ABOUT THIS TASK:
In the entries below, the word "label" appears on some lines. Copy each of those lines.

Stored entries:
###

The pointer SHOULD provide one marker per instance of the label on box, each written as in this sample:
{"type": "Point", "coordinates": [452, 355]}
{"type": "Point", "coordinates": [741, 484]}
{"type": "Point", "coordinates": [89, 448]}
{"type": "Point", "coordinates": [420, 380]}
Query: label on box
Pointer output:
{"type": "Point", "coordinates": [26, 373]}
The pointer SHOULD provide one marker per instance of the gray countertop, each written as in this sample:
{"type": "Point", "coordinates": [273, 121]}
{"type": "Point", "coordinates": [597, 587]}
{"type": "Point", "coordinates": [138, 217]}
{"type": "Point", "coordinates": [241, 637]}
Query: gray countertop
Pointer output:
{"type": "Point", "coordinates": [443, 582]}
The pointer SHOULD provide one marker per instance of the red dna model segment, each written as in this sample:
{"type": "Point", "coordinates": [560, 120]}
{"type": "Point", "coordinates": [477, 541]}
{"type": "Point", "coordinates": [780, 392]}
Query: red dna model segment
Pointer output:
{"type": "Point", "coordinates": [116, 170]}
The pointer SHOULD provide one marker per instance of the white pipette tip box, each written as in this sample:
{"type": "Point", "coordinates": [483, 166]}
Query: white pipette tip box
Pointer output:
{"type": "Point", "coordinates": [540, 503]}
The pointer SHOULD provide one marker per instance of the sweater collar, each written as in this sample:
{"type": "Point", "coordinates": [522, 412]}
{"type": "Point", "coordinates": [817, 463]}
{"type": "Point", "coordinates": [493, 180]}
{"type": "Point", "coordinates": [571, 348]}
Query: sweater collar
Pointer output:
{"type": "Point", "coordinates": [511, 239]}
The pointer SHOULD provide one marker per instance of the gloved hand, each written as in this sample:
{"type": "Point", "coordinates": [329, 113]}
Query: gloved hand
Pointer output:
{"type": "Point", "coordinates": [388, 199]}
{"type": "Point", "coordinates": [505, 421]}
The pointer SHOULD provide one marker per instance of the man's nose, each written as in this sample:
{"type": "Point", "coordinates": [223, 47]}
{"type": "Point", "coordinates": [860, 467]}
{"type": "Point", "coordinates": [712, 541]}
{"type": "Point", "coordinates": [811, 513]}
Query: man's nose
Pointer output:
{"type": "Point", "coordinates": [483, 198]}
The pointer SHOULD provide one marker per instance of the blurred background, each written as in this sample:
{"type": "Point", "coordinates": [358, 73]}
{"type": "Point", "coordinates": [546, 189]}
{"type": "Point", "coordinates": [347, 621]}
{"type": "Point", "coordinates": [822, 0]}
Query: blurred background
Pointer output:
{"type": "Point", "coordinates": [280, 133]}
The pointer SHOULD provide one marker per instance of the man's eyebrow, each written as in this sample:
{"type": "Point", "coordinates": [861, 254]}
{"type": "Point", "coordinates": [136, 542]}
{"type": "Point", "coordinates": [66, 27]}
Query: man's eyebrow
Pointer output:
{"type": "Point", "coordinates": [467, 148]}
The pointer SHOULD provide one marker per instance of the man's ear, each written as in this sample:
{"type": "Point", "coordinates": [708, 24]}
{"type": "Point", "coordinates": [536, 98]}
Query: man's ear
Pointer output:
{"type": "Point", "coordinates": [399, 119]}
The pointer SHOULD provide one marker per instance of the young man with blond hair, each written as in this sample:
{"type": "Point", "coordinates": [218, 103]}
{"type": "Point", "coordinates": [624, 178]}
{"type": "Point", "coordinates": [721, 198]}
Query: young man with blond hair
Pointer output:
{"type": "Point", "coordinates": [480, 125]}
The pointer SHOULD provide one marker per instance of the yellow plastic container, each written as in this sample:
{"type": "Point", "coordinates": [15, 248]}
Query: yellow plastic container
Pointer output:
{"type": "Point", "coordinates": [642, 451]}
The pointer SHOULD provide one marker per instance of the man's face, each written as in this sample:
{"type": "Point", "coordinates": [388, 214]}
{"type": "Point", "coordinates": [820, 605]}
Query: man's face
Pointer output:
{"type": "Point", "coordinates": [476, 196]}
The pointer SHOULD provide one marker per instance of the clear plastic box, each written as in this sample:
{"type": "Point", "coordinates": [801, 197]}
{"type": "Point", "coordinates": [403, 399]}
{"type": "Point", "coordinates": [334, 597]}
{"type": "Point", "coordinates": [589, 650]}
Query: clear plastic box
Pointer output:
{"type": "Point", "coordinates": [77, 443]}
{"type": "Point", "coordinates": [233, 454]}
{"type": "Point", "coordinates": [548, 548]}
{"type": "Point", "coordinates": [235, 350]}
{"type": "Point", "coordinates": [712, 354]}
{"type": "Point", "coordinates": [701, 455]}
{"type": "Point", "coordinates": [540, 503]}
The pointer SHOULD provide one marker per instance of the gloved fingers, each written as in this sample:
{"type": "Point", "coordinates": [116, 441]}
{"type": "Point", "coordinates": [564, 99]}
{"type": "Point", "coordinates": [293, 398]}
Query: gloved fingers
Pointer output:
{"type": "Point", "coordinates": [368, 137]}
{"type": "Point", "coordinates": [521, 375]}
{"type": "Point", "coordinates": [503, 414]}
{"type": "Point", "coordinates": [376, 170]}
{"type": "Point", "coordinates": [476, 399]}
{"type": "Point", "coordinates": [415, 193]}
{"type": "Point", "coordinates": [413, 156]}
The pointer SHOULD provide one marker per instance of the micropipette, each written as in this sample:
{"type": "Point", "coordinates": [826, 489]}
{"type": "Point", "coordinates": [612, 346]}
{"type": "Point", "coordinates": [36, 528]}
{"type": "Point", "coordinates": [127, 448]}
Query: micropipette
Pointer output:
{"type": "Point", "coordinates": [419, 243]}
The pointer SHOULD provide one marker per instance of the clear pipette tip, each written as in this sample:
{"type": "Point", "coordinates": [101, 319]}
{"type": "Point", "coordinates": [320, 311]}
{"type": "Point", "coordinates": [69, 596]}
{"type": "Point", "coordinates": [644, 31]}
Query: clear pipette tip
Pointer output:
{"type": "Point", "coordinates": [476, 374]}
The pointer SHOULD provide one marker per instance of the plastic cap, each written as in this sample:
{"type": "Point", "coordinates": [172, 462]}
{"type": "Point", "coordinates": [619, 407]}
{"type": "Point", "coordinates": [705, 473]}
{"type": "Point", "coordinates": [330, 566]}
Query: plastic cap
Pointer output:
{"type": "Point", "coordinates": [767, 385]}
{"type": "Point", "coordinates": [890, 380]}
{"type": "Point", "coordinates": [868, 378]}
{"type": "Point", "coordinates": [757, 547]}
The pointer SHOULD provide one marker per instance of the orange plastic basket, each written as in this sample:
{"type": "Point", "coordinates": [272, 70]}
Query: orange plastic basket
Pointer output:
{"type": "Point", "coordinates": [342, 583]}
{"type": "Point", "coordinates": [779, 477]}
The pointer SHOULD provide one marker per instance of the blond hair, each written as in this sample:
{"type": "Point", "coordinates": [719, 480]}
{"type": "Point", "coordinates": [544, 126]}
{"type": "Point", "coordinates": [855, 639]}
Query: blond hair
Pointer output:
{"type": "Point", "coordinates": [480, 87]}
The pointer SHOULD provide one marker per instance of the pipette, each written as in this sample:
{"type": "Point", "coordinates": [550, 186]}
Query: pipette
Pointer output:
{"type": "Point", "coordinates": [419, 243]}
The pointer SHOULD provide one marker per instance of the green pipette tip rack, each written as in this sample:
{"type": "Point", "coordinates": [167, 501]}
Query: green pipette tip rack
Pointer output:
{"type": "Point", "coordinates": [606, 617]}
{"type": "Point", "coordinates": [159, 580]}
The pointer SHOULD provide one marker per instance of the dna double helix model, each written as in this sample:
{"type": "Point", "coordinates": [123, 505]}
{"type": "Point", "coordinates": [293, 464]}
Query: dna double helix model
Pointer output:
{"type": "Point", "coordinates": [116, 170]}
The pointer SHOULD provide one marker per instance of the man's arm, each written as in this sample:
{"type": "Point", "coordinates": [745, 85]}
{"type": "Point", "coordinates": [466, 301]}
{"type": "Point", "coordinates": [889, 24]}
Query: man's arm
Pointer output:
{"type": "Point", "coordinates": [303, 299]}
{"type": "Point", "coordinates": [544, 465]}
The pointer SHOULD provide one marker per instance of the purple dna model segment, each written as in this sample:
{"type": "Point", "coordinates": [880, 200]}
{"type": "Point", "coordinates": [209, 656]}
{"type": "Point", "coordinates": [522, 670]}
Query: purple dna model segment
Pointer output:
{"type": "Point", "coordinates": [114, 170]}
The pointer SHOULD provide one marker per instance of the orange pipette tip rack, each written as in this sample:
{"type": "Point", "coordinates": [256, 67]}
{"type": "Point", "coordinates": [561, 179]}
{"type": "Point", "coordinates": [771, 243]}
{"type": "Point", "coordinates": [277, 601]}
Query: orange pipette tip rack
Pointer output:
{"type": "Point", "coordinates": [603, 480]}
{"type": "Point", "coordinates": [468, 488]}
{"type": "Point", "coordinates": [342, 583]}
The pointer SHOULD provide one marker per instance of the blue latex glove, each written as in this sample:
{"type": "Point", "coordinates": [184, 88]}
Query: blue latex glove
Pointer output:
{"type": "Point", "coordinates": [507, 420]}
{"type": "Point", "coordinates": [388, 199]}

###

REPLY:
The pointer SHOULD provide one marker per instance of the label on box, each written as in this sample:
Query: label on box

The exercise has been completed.